Retype, without alteration, each line from the line containing "Look at the photo above. For each instance of the whitewashed" to the final line of the records.

::: Working data :::

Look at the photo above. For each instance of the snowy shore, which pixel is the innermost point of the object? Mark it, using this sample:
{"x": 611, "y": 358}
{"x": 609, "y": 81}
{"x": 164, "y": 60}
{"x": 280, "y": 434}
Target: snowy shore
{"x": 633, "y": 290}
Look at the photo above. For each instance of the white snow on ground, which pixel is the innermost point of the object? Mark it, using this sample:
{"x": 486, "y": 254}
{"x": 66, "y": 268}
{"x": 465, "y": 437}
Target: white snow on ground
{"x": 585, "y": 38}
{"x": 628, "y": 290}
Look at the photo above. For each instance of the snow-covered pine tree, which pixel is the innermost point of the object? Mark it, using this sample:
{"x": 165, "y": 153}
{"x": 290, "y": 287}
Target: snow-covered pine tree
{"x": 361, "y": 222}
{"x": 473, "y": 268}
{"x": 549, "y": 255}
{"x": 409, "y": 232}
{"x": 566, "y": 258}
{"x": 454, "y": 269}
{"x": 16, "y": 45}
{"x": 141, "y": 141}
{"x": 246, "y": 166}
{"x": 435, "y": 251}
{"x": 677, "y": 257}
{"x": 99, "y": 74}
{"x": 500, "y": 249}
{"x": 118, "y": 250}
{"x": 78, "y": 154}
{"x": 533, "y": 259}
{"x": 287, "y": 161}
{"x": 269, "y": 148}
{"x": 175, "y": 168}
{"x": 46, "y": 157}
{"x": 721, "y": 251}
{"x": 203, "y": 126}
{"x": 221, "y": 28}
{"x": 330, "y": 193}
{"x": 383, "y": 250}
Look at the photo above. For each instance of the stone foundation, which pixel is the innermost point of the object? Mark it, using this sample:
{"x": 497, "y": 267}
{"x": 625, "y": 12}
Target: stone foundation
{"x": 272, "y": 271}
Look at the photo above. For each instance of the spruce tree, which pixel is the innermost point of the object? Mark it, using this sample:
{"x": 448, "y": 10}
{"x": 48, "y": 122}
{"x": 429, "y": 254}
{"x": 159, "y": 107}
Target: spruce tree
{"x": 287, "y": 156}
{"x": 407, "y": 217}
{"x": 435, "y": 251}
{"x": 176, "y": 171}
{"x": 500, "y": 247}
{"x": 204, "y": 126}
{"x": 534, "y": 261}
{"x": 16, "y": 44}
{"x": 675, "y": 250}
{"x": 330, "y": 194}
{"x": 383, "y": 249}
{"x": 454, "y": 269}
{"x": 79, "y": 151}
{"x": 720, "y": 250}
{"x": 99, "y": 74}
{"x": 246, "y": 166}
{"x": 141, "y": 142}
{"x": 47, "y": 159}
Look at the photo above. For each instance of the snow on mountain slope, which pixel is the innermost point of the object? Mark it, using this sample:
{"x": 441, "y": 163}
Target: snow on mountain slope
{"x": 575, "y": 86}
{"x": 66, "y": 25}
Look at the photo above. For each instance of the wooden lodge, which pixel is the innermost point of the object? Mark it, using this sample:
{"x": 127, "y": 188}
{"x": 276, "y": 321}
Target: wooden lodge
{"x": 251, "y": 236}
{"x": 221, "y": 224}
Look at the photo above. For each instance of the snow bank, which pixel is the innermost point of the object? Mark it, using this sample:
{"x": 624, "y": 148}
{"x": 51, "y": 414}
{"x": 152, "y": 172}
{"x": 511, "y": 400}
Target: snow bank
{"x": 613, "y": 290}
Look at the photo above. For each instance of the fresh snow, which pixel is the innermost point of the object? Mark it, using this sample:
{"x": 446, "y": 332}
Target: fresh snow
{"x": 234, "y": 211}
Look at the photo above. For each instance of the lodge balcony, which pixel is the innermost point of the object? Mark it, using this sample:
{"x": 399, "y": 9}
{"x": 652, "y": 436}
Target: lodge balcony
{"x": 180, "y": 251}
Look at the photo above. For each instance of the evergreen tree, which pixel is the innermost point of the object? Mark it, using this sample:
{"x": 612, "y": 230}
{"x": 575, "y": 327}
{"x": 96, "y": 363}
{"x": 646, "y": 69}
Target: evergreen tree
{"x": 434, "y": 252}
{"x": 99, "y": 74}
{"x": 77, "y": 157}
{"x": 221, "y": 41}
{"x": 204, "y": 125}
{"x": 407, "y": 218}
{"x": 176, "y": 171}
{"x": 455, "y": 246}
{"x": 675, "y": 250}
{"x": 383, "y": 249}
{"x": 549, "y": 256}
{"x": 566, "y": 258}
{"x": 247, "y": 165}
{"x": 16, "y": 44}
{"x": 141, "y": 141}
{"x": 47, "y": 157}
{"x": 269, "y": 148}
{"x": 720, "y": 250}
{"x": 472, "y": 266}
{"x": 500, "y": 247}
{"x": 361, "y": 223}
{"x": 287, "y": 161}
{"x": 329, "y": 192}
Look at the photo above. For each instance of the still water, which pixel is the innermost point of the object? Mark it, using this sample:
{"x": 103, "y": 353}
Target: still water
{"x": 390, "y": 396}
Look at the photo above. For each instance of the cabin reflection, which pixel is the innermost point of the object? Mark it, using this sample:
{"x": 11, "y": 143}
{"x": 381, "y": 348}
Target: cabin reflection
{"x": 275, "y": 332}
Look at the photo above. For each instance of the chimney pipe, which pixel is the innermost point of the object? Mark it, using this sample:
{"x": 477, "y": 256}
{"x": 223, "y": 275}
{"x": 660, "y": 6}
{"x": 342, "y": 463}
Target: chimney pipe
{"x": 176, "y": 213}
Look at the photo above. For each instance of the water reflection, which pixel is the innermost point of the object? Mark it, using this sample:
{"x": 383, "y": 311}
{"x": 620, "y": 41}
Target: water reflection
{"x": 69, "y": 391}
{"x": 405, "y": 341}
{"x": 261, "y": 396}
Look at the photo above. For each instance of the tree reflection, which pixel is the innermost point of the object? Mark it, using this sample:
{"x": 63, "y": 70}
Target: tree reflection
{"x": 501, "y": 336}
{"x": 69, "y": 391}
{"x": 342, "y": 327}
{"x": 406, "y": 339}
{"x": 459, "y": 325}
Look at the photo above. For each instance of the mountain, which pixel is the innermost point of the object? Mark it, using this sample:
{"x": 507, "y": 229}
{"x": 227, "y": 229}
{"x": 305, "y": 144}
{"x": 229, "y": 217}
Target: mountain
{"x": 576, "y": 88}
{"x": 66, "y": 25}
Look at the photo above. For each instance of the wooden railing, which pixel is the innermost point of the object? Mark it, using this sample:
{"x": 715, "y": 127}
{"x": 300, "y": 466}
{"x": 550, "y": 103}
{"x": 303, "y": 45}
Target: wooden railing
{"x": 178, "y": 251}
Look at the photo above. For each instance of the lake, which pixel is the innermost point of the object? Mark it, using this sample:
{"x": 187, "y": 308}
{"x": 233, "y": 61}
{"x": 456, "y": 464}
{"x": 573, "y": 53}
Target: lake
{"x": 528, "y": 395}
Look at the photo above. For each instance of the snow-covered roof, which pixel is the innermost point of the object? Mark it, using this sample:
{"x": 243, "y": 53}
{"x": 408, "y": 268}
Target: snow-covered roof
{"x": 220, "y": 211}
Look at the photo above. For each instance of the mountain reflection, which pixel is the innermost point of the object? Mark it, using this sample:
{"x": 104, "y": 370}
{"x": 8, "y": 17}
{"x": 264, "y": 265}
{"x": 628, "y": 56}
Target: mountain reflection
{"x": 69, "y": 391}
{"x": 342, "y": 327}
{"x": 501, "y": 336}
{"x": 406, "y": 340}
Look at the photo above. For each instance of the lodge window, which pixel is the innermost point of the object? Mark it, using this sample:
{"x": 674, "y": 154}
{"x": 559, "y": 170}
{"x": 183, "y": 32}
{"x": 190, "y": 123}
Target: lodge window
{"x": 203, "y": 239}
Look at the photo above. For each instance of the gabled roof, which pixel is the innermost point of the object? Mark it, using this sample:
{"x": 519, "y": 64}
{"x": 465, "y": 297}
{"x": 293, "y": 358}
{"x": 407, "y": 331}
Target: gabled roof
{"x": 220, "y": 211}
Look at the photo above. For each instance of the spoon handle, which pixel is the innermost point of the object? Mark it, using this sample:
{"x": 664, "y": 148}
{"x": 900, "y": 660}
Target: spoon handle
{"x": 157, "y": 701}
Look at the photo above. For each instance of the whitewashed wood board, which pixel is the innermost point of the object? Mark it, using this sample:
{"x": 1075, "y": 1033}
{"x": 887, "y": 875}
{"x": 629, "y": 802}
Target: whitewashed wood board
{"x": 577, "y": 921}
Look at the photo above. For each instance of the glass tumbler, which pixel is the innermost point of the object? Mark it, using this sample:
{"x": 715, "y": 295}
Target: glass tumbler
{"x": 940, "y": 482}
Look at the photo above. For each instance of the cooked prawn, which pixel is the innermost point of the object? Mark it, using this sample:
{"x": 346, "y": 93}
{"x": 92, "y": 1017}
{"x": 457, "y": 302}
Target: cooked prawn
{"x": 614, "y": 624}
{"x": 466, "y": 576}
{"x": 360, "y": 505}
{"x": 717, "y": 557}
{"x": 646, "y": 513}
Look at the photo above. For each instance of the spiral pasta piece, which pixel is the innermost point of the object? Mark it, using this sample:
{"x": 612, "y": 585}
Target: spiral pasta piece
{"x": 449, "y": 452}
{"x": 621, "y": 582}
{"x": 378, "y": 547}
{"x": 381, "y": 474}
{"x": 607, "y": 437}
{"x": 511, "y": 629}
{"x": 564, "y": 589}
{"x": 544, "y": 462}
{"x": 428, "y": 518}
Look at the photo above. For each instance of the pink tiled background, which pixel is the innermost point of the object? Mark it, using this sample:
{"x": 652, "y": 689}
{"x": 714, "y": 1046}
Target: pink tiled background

:::

• _The solution_
Look at the photo above. For each instance of the whitewashed wood board, which pixel is the innermost point of the object? Mark it, using this sample:
{"x": 1075, "y": 1033}
{"x": 887, "y": 875}
{"x": 629, "y": 802}
Target: whitewashed wood board
{"x": 577, "y": 921}
Look at the photo above. For each instance of the glass tumbler, which pixel is the innermost point of the object? Mark it, using this sample:
{"x": 715, "y": 295}
Target: glass tumbler
{"x": 940, "y": 482}
Look at the photo above. For each instance of the cooked prawn, which pixel is the innermost point of the object? Mark it, using this sample:
{"x": 346, "y": 93}
{"x": 92, "y": 1017}
{"x": 457, "y": 302}
Target: cooked prawn
{"x": 614, "y": 624}
{"x": 466, "y": 576}
{"x": 360, "y": 505}
{"x": 717, "y": 557}
{"x": 646, "y": 513}
Look at the photo above. For each instance of the spiral pasta piece, which pixel is the innermost point of the object? Mark it, using this sample:
{"x": 612, "y": 585}
Target: spiral pasta piece
{"x": 449, "y": 452}
{"x": 621, "y": 582}
{"x": 378, "y": 547}
{"x": 381, "y": 474}
{"x": 607, "y": 437}
{"x": 511, "y": 629}
{"x": 564, "y": 589}
{"x": 544, "y": 462}
{"x": 428, "y": 518}
Look at the photo above. For each instance of the pink tiled background, which pixel is the innermost point of the object? Mark it, using this sample:
{"x": 652, "y": 689}
{"x": 714, "y": 1046}
Target: pink tiled background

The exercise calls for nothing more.